__Input records__:
BEGIN

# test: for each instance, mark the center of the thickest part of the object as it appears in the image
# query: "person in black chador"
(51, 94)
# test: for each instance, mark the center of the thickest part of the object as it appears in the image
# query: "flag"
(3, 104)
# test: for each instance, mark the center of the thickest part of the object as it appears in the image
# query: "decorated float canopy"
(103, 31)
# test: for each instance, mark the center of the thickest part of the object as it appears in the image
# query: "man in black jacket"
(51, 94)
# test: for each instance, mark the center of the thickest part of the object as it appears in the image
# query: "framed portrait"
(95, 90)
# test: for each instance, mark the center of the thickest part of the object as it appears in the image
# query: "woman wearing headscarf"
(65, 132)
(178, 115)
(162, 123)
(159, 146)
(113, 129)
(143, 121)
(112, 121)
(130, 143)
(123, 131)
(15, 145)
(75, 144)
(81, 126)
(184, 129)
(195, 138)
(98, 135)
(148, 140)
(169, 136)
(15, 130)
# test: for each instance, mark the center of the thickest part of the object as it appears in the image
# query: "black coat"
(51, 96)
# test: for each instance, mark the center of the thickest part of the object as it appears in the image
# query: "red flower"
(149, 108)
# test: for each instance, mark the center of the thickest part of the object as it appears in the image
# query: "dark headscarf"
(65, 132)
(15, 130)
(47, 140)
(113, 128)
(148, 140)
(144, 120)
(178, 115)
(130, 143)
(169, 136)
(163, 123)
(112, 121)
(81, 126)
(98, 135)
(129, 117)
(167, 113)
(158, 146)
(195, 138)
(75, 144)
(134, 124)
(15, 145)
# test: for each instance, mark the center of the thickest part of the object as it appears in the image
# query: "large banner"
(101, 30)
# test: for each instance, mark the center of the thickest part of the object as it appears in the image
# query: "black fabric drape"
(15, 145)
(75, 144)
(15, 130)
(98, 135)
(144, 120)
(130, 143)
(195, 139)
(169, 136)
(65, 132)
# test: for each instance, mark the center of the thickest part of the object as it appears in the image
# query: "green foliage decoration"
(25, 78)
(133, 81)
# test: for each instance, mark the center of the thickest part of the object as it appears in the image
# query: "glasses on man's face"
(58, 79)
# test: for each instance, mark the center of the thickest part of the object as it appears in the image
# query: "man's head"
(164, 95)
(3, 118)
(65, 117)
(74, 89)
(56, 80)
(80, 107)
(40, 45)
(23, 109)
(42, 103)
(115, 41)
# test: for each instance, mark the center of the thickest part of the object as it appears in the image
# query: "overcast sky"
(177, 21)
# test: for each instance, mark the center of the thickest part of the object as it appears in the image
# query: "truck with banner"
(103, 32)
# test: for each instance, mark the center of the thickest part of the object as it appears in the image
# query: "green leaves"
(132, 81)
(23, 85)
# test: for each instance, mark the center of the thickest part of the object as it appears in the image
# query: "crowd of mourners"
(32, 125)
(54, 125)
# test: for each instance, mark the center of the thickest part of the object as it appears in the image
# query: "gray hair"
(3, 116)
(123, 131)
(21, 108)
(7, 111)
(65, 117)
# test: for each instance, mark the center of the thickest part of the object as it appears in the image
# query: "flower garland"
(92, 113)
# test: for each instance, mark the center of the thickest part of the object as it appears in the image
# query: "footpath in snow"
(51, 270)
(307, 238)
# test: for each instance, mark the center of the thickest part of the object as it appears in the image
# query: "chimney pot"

END

The answer must be the data above, repeated exactly as it stands.

# test: for each instance, mark the center of the thickest part of the object as it appears in the image
# query: "person in black chador"
(51, 94)
# test: for each instance, mark the center of the thickest part of the object as it appears in the image
# query: "flag"
(3, 104)
# test: for each instance, mark the center of the thickest part of the object as it appears in the image
# query: "decorated float canopy"
(103, 31)
# test: for each instance, mark the center of the thickest part of the object as it appears in the image
# query: "man in black jacket"
(51, 94)
# test: for each instance, mark the center of the thickest part of the object as it appears in the image
# query: "framed portrait"
(95, 90)
# test: for each instance, mark the center of the thickest part of the object as it appears in the image
# query: "woman wearing headscarf"
(65, 132)
(178, 115)
(162, 123)
(159, 146)
(113, 129)
(143, 121)
(112, 121)
(130, 143)
(123, 131)
(15, 145)
(75, 144)
(81, 126)
(184, 129)
(195, 138)
(98, 135)
(148, 140)
(169, 136)
(15, 130)
# test: for each instance, mark the center of the thickest part of the object as it appears in the image
# query: "black coat"
(51, 96)
# test: for each instance, mark the center of the thickest part of the object as it appears in the image
# query: "red flower"
(149, 108)
# test: for each instance, mark the center of the thickest part of the object as it appears in the image
# query: "dark headscarf"
(65, 132)
(15, 130)
(47, 140)
(113, 128)
(148, 140)
(144, 120)
(178, 115)
(130, 143)
(169, 136)
(163, 123)
(112, 121)
(81, 126)
(98, 135)
(129, 117)
(167, 113)
(158, 146)
(195, 138)
(75, 144)
(134, 124)
(15, 145)
# test: for each instance, mark the center of the thickest part of the object as it appears in the image
# query: "large banner"
(101, 30)
# test: for each instance, mark the center of the thickest part of the object as it appears in the image
# query: "black fabric drape"
(15, 145)
(75, 144)
(15, 130)
(98, 135)
(144, 120)
(130, 143)
(195, 139)
(169, 136)
(65, 132)
# test: for each instance, mark the center of the thickest part of the object as it appears in the image
# query: "green foliage decoration"
(25, 78)
(133, 81)
# test: for each instance, mark the center of the thickest part of the object as it appears in the image
# query: "glasses on man's face"
(58, 79)
# test: for each instance, mark the center of the thickest part of the object as it appears in the image
# query: "man's head"
(164, 95)
(3, 118)
(65, 117)
(74, 89)
(56, 80)
(80, 107)
(40, 45)
(23, 109)
(42, 103)
(115, 41)
# test: for each instance, mark the center of the thickest part of the object as it appears in the image
# query: "overcast sky"
(177, 21)
# test: for each instance, mark the center of the thickest part of the object as it appears in the image
# query: "truck with banner"
(103, 32)
# test: for each instance, mark the center of the thickest part of the object as it appears in the image
# query: "green leaves"
(132, 81)
(23, 85)
# test: for each instance, mark the center of the thickest part of the object as it appears in the image
# query: "crowd of mourners"
(32, 125)
(54, 125)
# test: for each instance, mark the center of the thickest part of the object as it appears in the image
# query: "gray hair"
(3, 116)
(123, 131)
(21, 108)
(7, 111)
(65, 117)
# test: for each instance, mark the center of the thickest part of the object as it appears in the image
# query: "flower garland"
(92, 113)
# test: for each instance, mark the center of the thickest part of the object as it appears in the image
# query: "footpath in snow"
(51, 270)
(307, 238)
# test: for each instance, mark the center of the thickest part of the object as it appears in the image
# query: "chimney pot"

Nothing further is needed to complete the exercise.